— START Records provided —
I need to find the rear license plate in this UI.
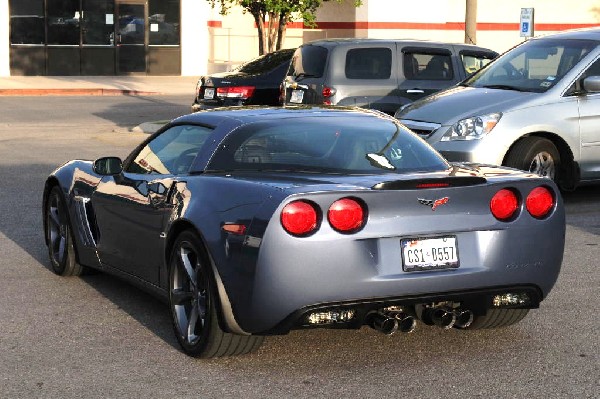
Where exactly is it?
[290,90,304,104]
[400,236,459,272]
[204,88,215,100]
— END Records provided —
Aim of the task: Rewrite the rows above, swapping "rear license plate" for "front license plate" and keeping everything else the same. Leave out the pictures.

In response:
I need to find the front license plate in this UI.
Where exactly is it?
[290,90,304,104]
[400,236,459,272]
[204,88,215,100]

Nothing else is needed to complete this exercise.